Records from a data collection
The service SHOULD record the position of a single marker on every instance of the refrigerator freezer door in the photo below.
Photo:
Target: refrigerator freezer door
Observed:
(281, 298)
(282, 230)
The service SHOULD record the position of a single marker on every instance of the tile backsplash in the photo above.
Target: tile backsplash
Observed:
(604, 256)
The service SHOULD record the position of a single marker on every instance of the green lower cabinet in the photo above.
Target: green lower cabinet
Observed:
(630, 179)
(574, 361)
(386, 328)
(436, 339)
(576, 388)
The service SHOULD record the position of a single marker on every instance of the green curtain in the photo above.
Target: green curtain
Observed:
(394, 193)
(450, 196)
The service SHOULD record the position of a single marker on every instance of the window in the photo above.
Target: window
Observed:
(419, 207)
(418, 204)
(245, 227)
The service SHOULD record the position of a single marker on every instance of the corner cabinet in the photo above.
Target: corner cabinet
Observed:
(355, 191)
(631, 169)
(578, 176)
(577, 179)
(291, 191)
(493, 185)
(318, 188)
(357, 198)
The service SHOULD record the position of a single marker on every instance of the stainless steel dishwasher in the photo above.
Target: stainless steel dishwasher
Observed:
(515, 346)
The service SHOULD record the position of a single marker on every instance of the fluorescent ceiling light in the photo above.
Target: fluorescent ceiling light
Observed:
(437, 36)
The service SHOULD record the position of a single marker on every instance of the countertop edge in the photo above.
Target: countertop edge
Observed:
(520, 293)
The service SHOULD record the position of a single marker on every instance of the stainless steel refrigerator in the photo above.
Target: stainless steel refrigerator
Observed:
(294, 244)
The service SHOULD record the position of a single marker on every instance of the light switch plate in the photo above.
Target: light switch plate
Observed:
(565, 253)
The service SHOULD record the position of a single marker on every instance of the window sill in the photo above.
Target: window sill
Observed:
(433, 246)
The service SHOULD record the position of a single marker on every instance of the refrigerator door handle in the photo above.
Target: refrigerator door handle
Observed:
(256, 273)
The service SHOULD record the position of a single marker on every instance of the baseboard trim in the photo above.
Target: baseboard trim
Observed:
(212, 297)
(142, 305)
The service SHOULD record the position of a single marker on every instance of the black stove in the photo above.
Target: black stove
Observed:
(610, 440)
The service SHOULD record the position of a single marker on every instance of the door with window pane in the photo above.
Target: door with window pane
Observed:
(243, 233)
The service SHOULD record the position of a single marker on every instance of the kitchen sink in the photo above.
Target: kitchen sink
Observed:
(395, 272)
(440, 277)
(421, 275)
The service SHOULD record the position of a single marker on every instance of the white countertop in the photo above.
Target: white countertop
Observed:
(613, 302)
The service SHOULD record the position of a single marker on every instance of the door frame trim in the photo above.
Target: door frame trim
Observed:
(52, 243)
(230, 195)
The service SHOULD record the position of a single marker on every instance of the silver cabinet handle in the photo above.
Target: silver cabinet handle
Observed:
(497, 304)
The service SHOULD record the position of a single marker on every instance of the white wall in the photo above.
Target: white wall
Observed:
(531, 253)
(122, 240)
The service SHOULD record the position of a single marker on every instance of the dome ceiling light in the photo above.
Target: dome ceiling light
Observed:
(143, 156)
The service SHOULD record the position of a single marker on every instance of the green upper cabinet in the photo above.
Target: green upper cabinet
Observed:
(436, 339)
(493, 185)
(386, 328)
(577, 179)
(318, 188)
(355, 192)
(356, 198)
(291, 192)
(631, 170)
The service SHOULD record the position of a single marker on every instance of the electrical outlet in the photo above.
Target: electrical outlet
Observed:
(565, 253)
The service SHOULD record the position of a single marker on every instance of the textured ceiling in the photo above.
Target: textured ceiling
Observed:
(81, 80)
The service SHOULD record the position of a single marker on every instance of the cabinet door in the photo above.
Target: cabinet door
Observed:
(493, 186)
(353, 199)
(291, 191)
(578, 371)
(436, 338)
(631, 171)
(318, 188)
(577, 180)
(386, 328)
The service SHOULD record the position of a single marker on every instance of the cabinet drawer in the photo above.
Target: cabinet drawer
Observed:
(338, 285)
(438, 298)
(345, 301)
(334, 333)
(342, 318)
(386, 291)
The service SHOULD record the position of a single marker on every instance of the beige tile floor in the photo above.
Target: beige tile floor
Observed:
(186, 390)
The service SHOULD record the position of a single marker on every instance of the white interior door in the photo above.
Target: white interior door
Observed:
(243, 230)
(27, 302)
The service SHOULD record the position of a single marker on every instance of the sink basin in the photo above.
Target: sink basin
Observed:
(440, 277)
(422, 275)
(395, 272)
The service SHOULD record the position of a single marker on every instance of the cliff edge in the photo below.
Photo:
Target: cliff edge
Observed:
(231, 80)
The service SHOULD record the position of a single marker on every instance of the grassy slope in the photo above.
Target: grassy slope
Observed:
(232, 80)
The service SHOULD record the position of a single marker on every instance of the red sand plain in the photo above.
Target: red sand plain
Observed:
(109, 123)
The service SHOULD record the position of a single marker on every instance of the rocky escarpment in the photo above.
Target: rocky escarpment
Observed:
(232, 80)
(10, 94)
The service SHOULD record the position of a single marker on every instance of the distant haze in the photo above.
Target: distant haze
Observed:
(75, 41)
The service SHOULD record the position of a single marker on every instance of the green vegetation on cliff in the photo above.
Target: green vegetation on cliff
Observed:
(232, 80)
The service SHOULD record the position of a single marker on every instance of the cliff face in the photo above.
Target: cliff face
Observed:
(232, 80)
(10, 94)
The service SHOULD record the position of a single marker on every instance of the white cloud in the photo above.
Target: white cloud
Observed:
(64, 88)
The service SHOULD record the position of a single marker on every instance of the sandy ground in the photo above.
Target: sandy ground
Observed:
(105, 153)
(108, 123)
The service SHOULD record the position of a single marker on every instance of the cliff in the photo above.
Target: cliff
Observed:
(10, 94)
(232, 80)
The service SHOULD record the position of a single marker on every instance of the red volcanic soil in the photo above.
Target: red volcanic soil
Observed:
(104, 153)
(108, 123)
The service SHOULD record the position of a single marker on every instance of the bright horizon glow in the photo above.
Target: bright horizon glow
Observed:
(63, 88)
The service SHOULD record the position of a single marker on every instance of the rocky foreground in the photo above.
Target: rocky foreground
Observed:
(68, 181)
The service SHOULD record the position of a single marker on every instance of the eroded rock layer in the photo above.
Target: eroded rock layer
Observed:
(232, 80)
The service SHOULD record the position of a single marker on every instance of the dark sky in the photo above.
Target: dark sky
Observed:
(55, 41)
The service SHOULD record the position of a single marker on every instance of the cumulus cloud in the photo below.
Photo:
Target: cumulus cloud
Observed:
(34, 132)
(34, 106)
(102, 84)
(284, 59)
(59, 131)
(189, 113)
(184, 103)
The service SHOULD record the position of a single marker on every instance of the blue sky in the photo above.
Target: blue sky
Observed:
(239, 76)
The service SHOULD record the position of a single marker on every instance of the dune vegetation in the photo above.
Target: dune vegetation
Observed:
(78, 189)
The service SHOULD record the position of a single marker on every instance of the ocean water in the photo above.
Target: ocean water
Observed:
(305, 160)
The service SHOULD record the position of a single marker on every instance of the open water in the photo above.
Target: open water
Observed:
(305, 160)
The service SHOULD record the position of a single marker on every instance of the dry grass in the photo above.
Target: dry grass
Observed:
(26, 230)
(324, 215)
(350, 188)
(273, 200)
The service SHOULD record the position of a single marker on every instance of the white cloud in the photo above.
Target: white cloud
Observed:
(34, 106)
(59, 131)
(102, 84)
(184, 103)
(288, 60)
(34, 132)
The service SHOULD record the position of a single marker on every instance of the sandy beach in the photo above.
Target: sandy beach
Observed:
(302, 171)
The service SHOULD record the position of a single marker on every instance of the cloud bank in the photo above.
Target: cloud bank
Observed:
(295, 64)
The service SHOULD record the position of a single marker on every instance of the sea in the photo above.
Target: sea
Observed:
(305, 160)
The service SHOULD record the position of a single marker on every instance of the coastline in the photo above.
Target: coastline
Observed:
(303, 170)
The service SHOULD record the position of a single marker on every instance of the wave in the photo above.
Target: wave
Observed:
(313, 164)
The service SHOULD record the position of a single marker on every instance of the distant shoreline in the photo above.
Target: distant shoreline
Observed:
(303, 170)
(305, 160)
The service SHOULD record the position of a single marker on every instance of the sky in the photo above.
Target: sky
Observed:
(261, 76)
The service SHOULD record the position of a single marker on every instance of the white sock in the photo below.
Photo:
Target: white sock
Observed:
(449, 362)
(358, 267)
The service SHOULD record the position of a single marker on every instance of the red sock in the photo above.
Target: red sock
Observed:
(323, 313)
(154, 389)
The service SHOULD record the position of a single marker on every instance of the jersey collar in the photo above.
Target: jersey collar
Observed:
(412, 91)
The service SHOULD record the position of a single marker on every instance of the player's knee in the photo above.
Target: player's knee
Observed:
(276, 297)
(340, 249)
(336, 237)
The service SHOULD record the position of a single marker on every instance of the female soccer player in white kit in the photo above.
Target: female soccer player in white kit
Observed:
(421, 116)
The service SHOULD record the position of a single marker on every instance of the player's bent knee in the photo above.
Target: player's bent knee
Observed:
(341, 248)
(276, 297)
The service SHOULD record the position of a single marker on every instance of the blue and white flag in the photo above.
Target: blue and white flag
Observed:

Your task: Set down exactly the lines of the data above, beginning with the line that has "Target: baseboard trim" and ending with the line that has "Target: green upper cabinet", and no others.

Reply:
Target: baseboard trim
Observed:
(212, 297)
(142, 305)
The service SHOULD record the position of a single marker on every instance of the black stove in the photo above.
Target: black stove
Observed:
(610, 440)
The service SHOULD record the position of a single marker on every instance of the door with window pane in the photo above.
Target: door with window pane
Observed:
(243, 233)
The service SHOULD record the position of a single marker on every instance of the kitchen sink in the photo above.
Target: kitchen sink
Observed:
(395, 272)
(440, 277)
(421, 275)
The service SHOULD record the position of a single marker on every instance of the white countertop in the photo above.
Target: white countertop
Observed:
(613, 302)
The service SHOULD record the position of a single marker on every instance of the door frame trim in the photo above.
Target: door frame trim
Observed:
(52, 243)
(230, 195)
The service SHOULD record the position of a single marker on every instance of the silver cabinet handle in the photo above.
Target: silver cabinet handle
Observed:
(497, 304)
The service SHOULD record the position of a single marker on every instance of the white wall in the photo above.
Target: white wall
Observed:
(531, 253)
(122, 240)
The service SHOULD record the position of a single marker on every instance of the dome ceiling light in the photo above.
Target: dome ceiling light
Observed:
(143, 156)
The service SHOULD record the position of a single marker on every instance of the green upper cabinet in the photo above.
Target: green upper cabinet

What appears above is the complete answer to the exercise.